It’s Rare Disease Day February 28th

I wrote this blog post after my first year of being diagnosed with a rare disease. These are my reflections about having a rare disease.

It’s the last day of the rarest month of the year: February is the only month that has less than 30 days. My Google calendar tells me it’s rare disease day. It’s likely you didn’t know about rare disease day because there aren’t many people in the world who have rare diseases!

I wasn’t going to post anything today and then I was thinking about how it is a unique experience to have a rare disease. I didn’t know ANYTHING about rare diseases until getting one myself. I wonder if I blundered conversations with people in the past because I didn’t know much about what it is like to have a rare disease?

Now that I am “in the club” and learning what life is like with a rare disease, I feel humbled. I am learning so much. If I share what it’s like, maybe you’ll have a bit of insight if you ever encounter someone with a rare disease. Maybe by sharing what I have learned, you can have more connection with people in your life who live with rare disease? (This bit of wisdom is something I learned from Susie Schwartz of )

Assignment A>
In the Rare Disease Day post, why does the writer call February the rarest month of the year?
Assignment B>
Rewrite the paragraph of the Rare Disease Day post that begins "I wasn’t going to post anything today" in two shorter sentences, keeping its main facts.
Assignment C>
From the Rare Disease Day post, quote everything from "It’s the last" down to "a rare disease?".

Provided information>
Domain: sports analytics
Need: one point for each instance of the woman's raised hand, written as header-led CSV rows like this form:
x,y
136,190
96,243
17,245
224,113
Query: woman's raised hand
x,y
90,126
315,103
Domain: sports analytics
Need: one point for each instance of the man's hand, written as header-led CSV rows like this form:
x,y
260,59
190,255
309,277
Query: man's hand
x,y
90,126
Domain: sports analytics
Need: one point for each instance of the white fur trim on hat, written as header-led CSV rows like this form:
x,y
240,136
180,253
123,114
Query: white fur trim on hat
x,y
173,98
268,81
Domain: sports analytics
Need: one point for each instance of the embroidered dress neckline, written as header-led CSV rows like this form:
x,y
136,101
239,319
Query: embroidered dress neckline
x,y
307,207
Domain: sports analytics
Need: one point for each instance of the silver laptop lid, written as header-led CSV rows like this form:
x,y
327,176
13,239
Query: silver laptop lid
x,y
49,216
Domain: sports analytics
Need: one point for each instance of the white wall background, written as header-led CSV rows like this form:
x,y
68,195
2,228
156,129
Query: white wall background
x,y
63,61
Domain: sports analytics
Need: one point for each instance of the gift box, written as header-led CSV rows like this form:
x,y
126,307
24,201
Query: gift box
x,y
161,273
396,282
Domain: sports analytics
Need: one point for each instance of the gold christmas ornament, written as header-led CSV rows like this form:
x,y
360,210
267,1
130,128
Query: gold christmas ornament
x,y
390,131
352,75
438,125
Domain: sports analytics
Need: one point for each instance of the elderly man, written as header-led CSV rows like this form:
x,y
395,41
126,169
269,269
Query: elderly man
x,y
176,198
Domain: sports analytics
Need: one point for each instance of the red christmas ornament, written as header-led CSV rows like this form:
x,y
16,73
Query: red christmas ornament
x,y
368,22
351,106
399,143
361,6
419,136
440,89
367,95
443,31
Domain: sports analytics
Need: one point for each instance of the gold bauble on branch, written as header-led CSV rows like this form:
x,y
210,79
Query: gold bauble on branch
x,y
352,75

* * *

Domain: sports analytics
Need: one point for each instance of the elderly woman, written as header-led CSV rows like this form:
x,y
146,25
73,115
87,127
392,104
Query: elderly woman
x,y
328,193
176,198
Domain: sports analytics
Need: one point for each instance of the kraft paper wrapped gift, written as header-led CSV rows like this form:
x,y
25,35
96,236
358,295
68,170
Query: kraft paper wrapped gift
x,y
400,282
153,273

==

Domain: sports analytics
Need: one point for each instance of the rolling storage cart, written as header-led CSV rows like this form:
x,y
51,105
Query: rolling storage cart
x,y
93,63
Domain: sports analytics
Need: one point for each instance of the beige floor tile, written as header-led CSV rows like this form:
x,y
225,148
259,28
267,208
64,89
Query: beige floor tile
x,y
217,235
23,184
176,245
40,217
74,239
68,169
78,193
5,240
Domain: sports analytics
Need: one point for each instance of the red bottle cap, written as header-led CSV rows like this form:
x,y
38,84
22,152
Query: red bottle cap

Exercise answer A>
The writer calls February the rarest month because it is the only month with fewer than 30 days.

Exercise answer B>
The writer hadn't planned to post that day but changed their mind after reflecting that having a rare disease is a unique experience. They knew nothing about rare diseases before getting one and wonder whether that led them to blunder conversations in the past.

Exercise answer C>
It’s the last day of the rarest month of the year: February is the only month that has less than 30 days. My Google calendar tells me it’s rare disease day. It’s likely you didn’t know about rare disease day because there aren’t many people in the world who have rare diseases!

I wasn’t going to post anything today and then I was thinking about how it is a unique experience to have a rare disease. I didn’t know ANYTHING about rare diseases until getting one myself. I wonder if I blundered conversations with people in the past because I didn’t know much about what it is like to have a rare disease?